_MATERIAL FOR THIS EXERCISE_:

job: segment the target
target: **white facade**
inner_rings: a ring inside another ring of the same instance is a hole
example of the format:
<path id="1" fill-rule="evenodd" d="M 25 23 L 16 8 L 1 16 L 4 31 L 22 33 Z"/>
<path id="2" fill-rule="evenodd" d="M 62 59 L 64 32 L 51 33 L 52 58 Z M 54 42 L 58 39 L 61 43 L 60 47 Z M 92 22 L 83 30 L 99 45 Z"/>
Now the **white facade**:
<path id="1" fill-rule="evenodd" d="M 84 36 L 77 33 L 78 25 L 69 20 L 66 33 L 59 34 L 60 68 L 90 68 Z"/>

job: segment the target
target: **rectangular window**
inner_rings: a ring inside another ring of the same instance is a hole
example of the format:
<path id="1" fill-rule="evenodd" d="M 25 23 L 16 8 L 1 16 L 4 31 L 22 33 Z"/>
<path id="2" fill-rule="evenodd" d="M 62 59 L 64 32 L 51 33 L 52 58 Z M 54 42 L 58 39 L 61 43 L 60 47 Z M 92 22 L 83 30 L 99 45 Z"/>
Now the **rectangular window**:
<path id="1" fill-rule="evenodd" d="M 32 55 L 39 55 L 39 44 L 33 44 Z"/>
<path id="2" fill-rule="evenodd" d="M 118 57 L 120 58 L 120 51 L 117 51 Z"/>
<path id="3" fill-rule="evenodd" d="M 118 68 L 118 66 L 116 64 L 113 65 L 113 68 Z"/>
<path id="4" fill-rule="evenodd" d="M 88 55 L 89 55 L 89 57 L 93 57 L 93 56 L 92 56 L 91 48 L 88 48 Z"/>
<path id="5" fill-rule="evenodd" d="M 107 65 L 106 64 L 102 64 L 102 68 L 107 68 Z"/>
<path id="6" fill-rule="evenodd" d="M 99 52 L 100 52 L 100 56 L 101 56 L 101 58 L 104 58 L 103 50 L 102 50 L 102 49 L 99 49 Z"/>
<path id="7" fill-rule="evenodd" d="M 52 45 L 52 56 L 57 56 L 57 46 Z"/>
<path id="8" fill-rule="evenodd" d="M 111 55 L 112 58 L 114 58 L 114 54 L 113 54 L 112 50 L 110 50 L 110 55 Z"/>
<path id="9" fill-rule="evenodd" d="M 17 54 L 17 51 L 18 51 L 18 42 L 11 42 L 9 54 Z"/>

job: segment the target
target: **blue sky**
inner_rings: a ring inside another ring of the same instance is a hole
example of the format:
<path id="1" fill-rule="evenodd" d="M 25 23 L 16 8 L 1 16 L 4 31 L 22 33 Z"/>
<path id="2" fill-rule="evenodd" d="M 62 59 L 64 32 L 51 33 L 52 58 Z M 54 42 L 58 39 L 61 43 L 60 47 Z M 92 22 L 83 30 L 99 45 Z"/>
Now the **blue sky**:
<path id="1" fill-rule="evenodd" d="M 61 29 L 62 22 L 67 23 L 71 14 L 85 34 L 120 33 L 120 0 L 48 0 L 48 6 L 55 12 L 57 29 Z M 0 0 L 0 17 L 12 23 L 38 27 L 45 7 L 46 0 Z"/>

_YOUR OBJECTIVE_: Rewrite all the rows above, changing every "segment" to "trace" and leaving everything else the same.

_RESULT OF THE EXERCISE_:
job: trace the target
target: **white facade**
inner_rings: a ring inside another ring of the same instance is a hole
example of the format:
<path id="1" fill-rule="evenodd" d="M 25 23 L 16 8 L 1 16 L 4 31 L 22 33 Z"/>
<path id="2" fill-rule="evenodd" d="M 62 59 L 64 32 L 51 33 L 52 58 Z M 54 42 L 58 39 L 61 43 L 60 47 Z M 92 22 L 83 30 L 99 45 Z"/>
Now the **white facade**:
<path id="1" fill-rule="evenodd" d="M 84 36 L 77 33 L 78 25 L 69 20 L 66 33 L 59 34 L 60 68 L 90 68 Z"/>

job: trace the target
target: **rectangular window**
inner_rings: a ring inside another ring of the same instance is a hole
example of the format:
<path id="1" fill-rule="evenodd" d="M 25 23 L 16 8 L 1 16 L 4 31 L 22 33 Z"/>
<path id="2" fill-rule="evenodd" d="M 62 59 L 64 32 L 51 33 L 52 58 Z M 54 42 L 58 39 L 61 43 L 60 47 Z M 92 22 L 83 30 L 99 45 Z"/>
Now the **rectangular window**:
<path id="1" fill-rule="evenodd" d="M 32 55 L 39 55 L 39 44 L 33 44 Z"/>
<path id="2" fill-rule="evenodd" d="M 118 57 L 120 58 L 120 51 L 117 51 Z"/>
<path id="3" fill-rule="evenodd" d="M 118 68 L 118 66 L 116 64 L 113 65 L 113 68 Z"/>
<path id="4" fill-rule="evenodd" d="M 88 55 L 89 55 L 89 57 L 93 57 L 93 56 L 92 56 L 91 48 L 88 48 Z"/>
<path id="5" fill-rule="evenodd" d="M 107 65 L 106 64 L 102 64 L 102 68 L 107 68 Z"/>
<path id="6" fill-rule="evenodd" d="M 99 52 L 100 52 L 100 56 L 101 56 L 101 58 L 104 58 L 103 50 L 102 50 L 102 49 L 99 49 Z"/>
<path id="7" fill-rule="evenodd" d="M 52 45 L 52 56 L 57 56 L 57 46 Z"/>
<path id="8" fill-rule="evenodd" d="M 111 55 L 112 58 L 114 58 L 114 54 L 113 54 L 112 50 L 110 50 L 110 55 Z"/>
<path id="9" fill-rule="evenodd" d="M 17 54 L 17 51 L 18 51 L 18 42 L 11 42 L 9 54 Z"/>

job: trace the target
target: **blue sky**
inner_rings: a ring inside another ring of the same instance is a hole
example of the format:
<path id="1" fill-rule="evenodd" d="M 25 23 L 16 8 L 1 16 L 4 31 L 22 33 Z"/>
<path id="2" fill-rule="evenodd" d="M 62 59 L 64 32 L 51 33 L 52 58 Z M 54 42 L 58 39 L 61 43 L 60 47 Z M 92 22 L 83 30 L 99 45 Z"/>
Now the **blue sky**:
<path id="1" fill-rule="evenodd" d="M 61 29 L 62 22 L 67 23 L 71 14 L 85 34 L 120 33 L 120 0 L 48 0 L 48 6 L 55 12 L 57 29 Z M 0 0 L 0 17 L 12 23 L 38 27 L 45 7 L 46 0 Z"/>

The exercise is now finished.